_EXERCISE BRIEF_
Could you write out every entry exactly as it stands?

_WORKING DATA_
══════════

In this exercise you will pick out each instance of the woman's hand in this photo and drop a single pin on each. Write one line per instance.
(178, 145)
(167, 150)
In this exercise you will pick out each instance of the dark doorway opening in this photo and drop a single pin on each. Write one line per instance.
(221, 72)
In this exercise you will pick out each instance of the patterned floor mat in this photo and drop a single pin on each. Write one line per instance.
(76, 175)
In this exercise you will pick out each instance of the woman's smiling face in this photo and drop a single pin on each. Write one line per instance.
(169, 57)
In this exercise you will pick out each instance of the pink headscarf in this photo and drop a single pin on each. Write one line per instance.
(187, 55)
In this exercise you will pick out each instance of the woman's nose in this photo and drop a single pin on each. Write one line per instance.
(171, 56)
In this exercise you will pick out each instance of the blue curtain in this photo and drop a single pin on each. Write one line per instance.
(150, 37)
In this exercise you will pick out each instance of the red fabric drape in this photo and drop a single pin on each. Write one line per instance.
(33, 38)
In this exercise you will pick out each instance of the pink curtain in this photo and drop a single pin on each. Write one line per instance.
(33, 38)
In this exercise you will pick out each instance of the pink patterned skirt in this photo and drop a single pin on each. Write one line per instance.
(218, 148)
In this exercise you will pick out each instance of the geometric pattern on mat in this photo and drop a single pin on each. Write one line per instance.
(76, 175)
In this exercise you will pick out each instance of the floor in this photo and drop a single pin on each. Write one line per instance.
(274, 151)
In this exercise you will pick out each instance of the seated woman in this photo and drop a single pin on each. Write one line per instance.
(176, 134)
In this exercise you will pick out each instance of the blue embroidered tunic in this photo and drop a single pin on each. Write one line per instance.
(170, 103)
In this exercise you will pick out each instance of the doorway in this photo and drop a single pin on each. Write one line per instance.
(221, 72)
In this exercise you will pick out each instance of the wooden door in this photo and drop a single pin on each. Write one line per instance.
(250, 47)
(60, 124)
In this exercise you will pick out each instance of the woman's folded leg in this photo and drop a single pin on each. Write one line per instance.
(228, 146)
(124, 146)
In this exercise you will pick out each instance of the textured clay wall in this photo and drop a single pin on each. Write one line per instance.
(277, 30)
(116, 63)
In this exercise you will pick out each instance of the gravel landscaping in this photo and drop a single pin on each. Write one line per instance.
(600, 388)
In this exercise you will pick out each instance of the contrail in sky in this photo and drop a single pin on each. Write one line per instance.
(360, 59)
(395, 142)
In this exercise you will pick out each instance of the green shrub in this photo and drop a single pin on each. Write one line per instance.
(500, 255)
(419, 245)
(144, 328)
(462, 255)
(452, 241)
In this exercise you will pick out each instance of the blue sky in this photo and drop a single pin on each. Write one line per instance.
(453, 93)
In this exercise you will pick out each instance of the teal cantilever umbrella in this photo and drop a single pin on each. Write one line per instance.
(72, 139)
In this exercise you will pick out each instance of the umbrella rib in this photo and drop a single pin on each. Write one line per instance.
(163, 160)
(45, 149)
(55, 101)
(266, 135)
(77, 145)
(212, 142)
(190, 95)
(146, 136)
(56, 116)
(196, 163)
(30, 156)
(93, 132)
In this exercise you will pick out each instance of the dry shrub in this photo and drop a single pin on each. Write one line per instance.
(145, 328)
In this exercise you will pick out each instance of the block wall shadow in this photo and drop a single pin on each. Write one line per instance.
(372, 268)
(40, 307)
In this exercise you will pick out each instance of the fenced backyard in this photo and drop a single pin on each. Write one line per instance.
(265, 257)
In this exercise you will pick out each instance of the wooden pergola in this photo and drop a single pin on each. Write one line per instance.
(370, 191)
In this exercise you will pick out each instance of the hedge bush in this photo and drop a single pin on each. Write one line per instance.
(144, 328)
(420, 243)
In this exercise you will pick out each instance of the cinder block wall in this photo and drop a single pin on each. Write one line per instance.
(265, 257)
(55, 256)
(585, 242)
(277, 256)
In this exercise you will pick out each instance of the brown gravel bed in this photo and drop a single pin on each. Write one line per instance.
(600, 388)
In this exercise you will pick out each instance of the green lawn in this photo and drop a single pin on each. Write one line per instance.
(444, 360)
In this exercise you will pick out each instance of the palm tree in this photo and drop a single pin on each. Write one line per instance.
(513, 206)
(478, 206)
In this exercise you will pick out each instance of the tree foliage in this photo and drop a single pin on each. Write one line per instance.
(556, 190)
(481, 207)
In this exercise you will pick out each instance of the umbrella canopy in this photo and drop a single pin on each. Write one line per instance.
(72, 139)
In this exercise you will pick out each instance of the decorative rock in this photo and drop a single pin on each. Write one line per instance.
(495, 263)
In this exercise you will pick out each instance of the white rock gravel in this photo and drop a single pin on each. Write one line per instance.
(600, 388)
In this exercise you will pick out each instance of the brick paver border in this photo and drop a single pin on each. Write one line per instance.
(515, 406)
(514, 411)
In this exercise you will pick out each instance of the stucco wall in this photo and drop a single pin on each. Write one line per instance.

══════════

_EXERCISE ANSWER_
In this exercise you will pick out each instance of the woman's hand in this photo and drop a single pin on each. Write one line per instance.
(178, 145)
(167, 150)
In this exercise you will pick out each instance of the dark doorway opening in this photo and drop a single pin on each. Write one line per instance.
(221, 72)
In this exercise you will pick out each instance of the patterned floor mat in this photo and drop a single pin on each. Write one line per instance.
(76, 175)
In this exercise you will pick out each instance of the woman's smiling face in this photo and drop a single pin on each. Write one line per instance.
(169, 57)
In this exercise you will pick out each instance of the pink headscarf in this photo and drop a single pin on each. Write one line per instance.
(187, 55)
In this exercise you will pick out each instance of the woman's nose in this photo and drop a single pin on each. Write one line per instance.
(171, 56)
In this exercise you will pick out each instance of the blue curtain in this photo and drop a single pin on each. Write one line per instance.
(150, 37)
In this exercise you will pick out each instance of the red fabric drape in this photo and drop a single pin on each. Write one line per instance.
(33, 38)
In this exercise you will pick out each instance of the pink curtain in this photo and drop a single pin on each. Write one line per instance.
(33, 38)
In this exercise you will pick out each instance of the pink patterned skirt in this photo and drop a single pin on each. Write one line per instance.
(218, 148)
In this exercise you will pick out each instance of the geometric pattern on mat in this photo and drop a single pin on each. Write one line per instance.
(76, 175)
In this exercise you will pick out each instance of the floor in this photo and drop a single pin on each. Write one line per instance.
(274, 151)
In this exercise you will pick out each instance of the seated woman in this photo and drop a single pin on each. Write one line per instance.
(176, 134)
In this exercise you will pick out each instance of the blue embroidered tunic in this photo and drop a single pin on each. Write one line per instance.
(170, 103)
In this exercise you will pick out each instance of the doorway in this photo and drop a single pin on each. Write one line per instance.
(221, 72)
In this exercise you will pick out each instance of the wooden door in this photo and drop a single pin on each. Write one line per instance.
(250, 47)
(60, 124)
In this exercise you will pick out each instance of the woman's folded leg in this photo and drop a single pin on each. Write one line per instance.
(228, 146)
(124, 146)
In this exercise you will pick out each instance of the textured clay wall in this photo and drop a single pin on each. Write one line per instance.
(277, 30)
(116, 63)
In this exercise you will pick out each instance of the gravel landscaping in this photo and drop a single pin on each. Write one line per instance.
(600, 388)
In this exercise you will pick out each instance of the contrail in sky in this photo and drop a single pin on each. Write one line per instance.
(360, 59)
(395, 142)
In this exercise you will pick out each instance of the green shrub in this photo and drop a single pin on each. Write one line per instance.
(500, 255)
(419, 245)
(144, 328)
(462, 255)
(452, 241)
In this exercise you will pick out each instance of the blue sky in this photo and drop a single pin on each. Write one line per instance.
(453, 93)
In this exercise you will pick out each instance of the teal cantilever umbrella in this photo and drop a single pin on each. Write one line per instance.
(72, 139)
In this exercise you will pick out each instance of the umbrella rib in this photo and drop a single pin on each. Write one line per instance.
(163, 160)
(45, 149)
(55, 101)
(266, 135)
(77, 145)
(212, 142)
(190, 95)
(146, 136)
(56, 116)
(196, 163)
(30, 156)
(93, 132)
In this exercise you will pick out each instance of the dry shrub in this photo and drop a single pin on each. Write one line per instance.
(145, 328)
In this exercise you will pick out each instance of the block wall shadow in this photo and drop a single pin on each. Write one line per instance.
(372, 268)
(40, 307)
In this exercise you will pick out each instance of the fenced backyard in this photo and drop a single pin on each. Write one line per instance.
(265, 257)
In this exercise you will pick out each instance of the wooden pergola in this photo and drop a single pin on each. Write one line per instance.
(370, 191)
In this exercise you will pick out each instance of the hedge bush in this photo and drop a single pin on each. Write one line per instance.
(144, 328)
(420, 243)
In this exercise you will pick out each instance of the cinder block wall in this photo and drop a single pin on each. Write one line per instance.
(265, 257)
(55, 256)
(585, 242)
(277, 256)
In this exercise you will pick out each instance of the brown gravel bed in this photo and drop a single pin on each. Write one line per instance.
(600, 388)
In this exercise you will pick out each instance of the green lawn in this photo and drop a single pin on each. Write one line per instance.
(444, 360)
In this exercise you will pick out each instance of the palm tree in this photo and drop a single pin on each. Write one line per instance.
(513, 206)
(478, 206)
In this exercise you will pick out each instance of the tree foliage in this photo and drop a single pin on each. Write one line per instance.
(556, 190)
(481, 207)
In this exercise you will pick out each instance of the umbrella canopy in this photo and drop a single pin on each. Write one line per instance.
(72, 139)
In this exercise you will pick out each instance of the decorative rock in this photo and drop a single pin on each. Write one line per instance.
(495, 263)
In this exercise you will pick out each instance of the white rock gravel in this photo and drop a single pin on each. Write one line per instance.
(600, 388)
In this exercise you will pick out each instance of the brick paver border in this photo and drop a single pin on each. Write one line per instance.
(515, 406)
(514, 411)
In this exercise you will pick out each instance of the stucco wall in this photo and drop a single pin on each. Write one line per instance.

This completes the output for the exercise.